Eu ainda gostaria de dizer alguma coisa sobre as implicações disso tudo nos processos de subjetivação, já que estamos pensando todas essas questões a partir de uma perspectiva psicossocial. Porém, antes eu gostaria de propor uma hipótese arriscada, que pretendo relacionar à questão das implicações sobre os processos de subjetivação em Alagoas.

Primeiro, nossa hipótese depende da adesão à suspeita acima cogitada de que o processo civilizatório em Alagoas está todo atravessado pela influência da expansão canavieira. A presença da variedade cultural proveniente das matrizes negra, indígena, e européia, assim como dos hibridismos surgidos desses “choques de civilização”, com toda peculiaridade de cada uma deles, deve ser vista nas dinâmicas de reação às imposições da visão de mundo subjacente às elites político-econômicas de Alagoas[3]. Desse modo, até aquelas manifestações marginais da cultura alagoana estariam relacionadas (ainda que reativamente) à cultura canavieira cujos protagonistas são cristãos, católicos e brancos. A dificuldade na admissão de uma “alagoanidade” proviria justamente daí. O cotidiano do povo alagoano parece apontar para o paradoxo de uma cultura que ao mesmo tempo em que não se reconhece naquelas matrizes marginalizadas historicamente, pouco se reconhece na visão de mundo dos protagonistas da construção político-econômica do estado. Como povo fraturado na constituição de sua auto-imagem e de sua identidade, as imagens que provém “de fora”, ligadas majoritariamente à violência e à corrupção política, parecem encontrar ampla adesão na própria sociedade alagoana. É nossa arriscada hipótese.

Como essas questões ecoariam no campo da subjetividade humana? Que implicações a problemática da cultura e da identidade em Alagoas teria sobre os processos de subjetivação? Tomemos um único exemplo à guisa de conclusão: o do fenômeno da violência. Usando uma das categorias de Pierre Bourdieu, a socióloga alagoana Ruth Vasconcelos (2009) vai falar de um certo habitus violento na cultura e na política de Alagoas. Esse habitus violento da cultura e da política alagoana se radicaria nas tradições coronelistas e de concentração do poder político, fortemente atreladas à cultura canavieira. Conforme a mesma socióloga, tal habitus violento na política alagoana teria profundas repercussões no tecido social, pois o Estado constitui-se como forma de referência ética para a população. Nesse sentido, poderíamos dizer que a violência, como fato presente no cotidiano do alagoano e relacionada à violência de estado, seria um dos sintomas do desarranjo identitário sobre a subjetividade?

== == ==

**Tarefa**
No texto sobre a cultura alagoana, reescreva o trecho de "Eu ainda gostaria" até "subjetivação em Alagoas.", trocando "processos de subjetivação" por "modos de subjetivação".

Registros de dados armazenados
== == ==

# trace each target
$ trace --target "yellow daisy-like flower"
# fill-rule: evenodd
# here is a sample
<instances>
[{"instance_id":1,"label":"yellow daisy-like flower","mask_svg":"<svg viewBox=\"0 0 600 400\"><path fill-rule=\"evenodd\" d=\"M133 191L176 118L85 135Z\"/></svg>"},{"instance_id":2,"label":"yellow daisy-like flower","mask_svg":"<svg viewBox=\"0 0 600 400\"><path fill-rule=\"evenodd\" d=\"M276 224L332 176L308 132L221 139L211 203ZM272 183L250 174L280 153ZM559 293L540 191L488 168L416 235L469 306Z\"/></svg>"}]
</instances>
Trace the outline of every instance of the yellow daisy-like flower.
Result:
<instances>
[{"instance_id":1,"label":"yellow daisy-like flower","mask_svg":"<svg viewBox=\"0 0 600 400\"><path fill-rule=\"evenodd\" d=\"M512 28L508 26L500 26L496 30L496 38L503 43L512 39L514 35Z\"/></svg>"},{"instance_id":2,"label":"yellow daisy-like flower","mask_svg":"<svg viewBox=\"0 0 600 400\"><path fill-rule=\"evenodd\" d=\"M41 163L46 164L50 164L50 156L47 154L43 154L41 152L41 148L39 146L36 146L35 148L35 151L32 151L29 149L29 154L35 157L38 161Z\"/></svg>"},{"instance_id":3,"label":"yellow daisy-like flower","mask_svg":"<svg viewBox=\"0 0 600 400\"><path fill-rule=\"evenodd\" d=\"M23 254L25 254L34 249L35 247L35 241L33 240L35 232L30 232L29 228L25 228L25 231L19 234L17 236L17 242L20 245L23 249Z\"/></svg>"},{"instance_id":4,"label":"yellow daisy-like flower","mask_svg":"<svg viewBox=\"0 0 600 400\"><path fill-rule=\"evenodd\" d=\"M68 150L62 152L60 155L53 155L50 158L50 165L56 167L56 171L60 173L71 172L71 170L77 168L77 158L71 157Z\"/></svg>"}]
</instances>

== == ==

**Resultado**
Eu ainda gostaria de dizer alguma coisa sobre as implicações disso tudo nos modos de subjetivação, já que estamos pensando todas essas questões a partir de uma perspectiva psicossocial. Porém, antes eu gostaria de propor uma hipótese arriscada, que pretendo relacionar à questão das implicações sobre os modos de subjetivação em Alagoas.